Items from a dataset
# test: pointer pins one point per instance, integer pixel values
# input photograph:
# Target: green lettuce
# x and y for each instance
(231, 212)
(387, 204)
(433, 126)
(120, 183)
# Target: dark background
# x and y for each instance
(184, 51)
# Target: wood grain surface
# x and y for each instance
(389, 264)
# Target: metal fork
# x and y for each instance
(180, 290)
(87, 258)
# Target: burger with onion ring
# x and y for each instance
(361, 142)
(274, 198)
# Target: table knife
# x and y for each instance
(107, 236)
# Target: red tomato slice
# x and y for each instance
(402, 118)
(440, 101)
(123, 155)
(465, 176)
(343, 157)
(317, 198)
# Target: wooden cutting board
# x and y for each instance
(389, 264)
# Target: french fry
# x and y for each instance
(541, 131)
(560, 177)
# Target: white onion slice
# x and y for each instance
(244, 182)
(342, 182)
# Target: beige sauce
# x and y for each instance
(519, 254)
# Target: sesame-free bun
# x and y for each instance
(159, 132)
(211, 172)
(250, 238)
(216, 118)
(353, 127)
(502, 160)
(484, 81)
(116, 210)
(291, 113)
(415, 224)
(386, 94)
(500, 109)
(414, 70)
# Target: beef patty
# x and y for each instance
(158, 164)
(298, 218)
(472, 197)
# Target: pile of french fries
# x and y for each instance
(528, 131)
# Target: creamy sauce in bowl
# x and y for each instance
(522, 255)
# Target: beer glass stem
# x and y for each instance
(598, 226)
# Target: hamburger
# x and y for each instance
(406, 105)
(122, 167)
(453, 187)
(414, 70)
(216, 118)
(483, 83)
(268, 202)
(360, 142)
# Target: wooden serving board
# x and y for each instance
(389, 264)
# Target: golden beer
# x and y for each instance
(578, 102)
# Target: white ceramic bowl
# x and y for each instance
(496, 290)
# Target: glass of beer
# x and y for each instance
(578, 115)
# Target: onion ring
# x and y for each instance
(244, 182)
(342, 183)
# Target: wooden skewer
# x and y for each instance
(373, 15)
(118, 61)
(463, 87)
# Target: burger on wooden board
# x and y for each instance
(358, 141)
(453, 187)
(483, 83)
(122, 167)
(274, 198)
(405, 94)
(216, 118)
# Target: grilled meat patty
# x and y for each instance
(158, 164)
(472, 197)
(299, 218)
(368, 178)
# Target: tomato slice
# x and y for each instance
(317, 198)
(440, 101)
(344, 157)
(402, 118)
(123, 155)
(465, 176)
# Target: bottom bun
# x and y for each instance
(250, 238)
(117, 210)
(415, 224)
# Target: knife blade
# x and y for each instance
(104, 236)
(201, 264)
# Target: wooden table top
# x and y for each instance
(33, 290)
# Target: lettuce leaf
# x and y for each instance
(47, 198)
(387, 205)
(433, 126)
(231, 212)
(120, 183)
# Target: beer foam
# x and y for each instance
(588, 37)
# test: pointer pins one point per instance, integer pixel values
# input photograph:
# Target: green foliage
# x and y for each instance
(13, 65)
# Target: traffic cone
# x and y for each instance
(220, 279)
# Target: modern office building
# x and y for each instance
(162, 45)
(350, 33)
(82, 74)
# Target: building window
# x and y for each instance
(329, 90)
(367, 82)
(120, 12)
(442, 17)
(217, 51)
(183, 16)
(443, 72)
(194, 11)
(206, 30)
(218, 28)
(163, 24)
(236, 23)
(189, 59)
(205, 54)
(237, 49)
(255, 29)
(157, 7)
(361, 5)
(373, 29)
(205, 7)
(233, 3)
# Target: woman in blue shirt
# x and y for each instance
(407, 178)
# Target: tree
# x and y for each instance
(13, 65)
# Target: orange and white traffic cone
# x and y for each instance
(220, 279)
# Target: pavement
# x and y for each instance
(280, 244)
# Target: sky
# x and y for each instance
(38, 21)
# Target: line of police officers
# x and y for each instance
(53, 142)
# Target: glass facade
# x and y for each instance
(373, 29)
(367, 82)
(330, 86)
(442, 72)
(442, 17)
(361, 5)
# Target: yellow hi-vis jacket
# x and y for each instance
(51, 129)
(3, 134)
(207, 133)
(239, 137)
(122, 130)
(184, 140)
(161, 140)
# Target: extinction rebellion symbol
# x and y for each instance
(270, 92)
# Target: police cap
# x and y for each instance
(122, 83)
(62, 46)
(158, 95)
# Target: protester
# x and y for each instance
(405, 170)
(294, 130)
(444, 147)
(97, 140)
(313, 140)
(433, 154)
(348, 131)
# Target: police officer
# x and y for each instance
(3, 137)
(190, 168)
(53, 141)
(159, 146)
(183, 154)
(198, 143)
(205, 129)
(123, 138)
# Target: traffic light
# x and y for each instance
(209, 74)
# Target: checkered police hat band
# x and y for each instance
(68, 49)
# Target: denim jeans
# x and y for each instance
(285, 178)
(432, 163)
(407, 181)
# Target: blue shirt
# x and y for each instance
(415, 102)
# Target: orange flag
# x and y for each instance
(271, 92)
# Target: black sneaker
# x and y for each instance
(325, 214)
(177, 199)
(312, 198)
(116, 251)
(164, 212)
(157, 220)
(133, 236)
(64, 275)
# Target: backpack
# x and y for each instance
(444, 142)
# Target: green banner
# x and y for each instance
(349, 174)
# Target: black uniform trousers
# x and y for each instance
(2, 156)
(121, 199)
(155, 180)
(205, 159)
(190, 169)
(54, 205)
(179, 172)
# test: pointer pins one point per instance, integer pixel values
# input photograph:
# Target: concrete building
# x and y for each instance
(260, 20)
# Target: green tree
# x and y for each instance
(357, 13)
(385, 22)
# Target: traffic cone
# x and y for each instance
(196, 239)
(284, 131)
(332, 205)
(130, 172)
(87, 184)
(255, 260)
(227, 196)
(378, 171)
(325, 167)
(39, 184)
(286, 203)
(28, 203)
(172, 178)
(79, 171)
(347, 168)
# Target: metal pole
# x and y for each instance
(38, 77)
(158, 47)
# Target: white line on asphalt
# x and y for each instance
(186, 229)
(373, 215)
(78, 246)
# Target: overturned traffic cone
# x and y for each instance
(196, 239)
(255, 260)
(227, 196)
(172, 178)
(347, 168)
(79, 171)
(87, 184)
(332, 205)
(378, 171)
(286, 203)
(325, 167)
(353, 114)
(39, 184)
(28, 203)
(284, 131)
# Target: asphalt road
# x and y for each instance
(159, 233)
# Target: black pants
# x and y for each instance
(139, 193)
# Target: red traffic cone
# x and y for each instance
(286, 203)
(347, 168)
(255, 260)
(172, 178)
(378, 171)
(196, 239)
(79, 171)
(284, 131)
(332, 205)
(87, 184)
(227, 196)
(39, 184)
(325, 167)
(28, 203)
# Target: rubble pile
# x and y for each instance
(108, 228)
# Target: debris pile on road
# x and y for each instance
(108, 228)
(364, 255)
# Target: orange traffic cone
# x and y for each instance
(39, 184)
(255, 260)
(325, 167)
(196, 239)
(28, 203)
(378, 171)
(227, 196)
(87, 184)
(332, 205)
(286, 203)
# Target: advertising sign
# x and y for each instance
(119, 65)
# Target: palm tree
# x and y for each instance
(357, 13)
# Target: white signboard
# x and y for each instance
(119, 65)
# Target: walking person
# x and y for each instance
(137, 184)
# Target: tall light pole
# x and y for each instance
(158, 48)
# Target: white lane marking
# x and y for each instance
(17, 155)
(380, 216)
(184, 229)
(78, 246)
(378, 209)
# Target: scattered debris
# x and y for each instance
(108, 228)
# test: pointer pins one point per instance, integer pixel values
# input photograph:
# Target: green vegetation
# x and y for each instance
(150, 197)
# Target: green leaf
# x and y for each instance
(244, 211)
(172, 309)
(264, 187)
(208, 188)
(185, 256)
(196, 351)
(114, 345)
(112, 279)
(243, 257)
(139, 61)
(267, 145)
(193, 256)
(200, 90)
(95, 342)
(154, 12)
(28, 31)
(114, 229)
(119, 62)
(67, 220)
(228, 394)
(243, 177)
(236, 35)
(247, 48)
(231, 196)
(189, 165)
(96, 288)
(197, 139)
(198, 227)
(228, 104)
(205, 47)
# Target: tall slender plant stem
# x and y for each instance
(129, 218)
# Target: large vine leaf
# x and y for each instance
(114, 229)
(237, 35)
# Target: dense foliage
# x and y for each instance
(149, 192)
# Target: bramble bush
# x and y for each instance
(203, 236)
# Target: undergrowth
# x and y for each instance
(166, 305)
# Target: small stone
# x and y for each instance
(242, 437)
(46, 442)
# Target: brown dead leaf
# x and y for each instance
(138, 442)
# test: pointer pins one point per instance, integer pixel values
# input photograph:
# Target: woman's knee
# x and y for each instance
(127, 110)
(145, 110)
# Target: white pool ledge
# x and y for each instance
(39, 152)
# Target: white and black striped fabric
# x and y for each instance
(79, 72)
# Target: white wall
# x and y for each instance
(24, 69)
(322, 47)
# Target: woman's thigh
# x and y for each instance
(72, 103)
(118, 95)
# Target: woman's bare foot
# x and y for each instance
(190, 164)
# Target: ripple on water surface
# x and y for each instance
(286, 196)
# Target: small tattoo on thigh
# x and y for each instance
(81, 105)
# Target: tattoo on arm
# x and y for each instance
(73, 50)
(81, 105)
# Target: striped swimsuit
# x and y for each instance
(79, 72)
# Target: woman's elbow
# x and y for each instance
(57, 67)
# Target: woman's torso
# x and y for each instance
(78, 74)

* * *

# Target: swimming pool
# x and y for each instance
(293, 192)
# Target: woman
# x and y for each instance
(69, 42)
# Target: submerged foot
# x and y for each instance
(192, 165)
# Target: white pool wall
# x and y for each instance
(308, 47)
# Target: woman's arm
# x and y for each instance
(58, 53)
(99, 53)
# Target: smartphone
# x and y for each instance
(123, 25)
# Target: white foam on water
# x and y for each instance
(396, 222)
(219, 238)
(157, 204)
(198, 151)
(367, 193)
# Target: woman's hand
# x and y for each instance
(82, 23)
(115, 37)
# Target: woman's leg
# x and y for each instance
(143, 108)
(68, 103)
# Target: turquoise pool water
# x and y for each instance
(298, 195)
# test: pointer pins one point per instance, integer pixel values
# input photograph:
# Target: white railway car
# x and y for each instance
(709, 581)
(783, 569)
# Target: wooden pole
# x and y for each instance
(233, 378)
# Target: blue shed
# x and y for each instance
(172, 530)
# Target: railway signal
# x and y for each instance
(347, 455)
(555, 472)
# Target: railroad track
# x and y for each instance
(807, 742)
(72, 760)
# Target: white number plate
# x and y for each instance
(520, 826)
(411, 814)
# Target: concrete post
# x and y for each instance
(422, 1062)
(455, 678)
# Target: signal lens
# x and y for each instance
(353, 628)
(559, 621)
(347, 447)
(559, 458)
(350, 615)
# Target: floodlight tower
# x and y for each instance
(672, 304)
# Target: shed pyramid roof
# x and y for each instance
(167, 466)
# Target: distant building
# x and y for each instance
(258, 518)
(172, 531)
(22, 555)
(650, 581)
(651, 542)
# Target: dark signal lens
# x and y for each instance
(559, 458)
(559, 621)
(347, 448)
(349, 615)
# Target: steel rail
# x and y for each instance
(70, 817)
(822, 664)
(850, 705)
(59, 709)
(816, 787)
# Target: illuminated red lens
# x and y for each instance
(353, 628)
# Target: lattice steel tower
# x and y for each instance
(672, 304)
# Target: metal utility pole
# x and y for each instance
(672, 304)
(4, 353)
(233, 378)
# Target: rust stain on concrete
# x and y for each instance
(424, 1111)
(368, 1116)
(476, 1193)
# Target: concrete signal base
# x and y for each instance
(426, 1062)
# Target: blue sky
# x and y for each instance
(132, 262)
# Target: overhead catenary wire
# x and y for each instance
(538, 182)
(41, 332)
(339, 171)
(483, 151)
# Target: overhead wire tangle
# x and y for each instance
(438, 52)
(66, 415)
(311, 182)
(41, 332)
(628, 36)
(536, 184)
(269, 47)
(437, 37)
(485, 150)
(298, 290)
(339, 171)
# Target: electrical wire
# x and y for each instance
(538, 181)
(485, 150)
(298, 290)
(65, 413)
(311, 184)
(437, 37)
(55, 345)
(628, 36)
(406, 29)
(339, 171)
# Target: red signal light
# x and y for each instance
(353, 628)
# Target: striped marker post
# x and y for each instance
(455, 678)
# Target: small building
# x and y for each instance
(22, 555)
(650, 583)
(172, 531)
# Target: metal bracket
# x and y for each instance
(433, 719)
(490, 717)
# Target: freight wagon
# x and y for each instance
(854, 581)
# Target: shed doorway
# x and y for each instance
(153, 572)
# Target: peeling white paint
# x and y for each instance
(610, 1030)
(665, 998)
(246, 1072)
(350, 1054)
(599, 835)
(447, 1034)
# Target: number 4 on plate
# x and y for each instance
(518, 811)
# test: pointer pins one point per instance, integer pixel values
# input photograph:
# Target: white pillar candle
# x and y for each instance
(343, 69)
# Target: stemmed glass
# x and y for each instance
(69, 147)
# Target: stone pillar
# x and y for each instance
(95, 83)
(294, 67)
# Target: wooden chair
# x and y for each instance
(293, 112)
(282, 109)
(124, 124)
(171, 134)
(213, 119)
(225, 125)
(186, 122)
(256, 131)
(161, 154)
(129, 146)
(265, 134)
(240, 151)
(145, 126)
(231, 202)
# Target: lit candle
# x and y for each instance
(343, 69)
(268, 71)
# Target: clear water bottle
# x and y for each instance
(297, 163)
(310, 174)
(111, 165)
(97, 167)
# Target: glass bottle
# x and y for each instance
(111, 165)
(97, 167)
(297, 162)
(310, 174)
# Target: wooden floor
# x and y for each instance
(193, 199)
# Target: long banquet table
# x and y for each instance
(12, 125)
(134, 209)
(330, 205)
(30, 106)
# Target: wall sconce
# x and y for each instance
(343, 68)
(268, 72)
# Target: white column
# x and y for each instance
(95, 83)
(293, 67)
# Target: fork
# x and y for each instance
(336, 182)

## Task prompt
Extract every line of the records that contains the word "wooden".

## Written answer
# Target: wooden cutting board
# Target: wooden serving board
# Target: wooden skewer
# Target: burger on wooden board
# Target: wooden table top
# Target: wooden pole
# Target: wooden chair
# Target: wooden floor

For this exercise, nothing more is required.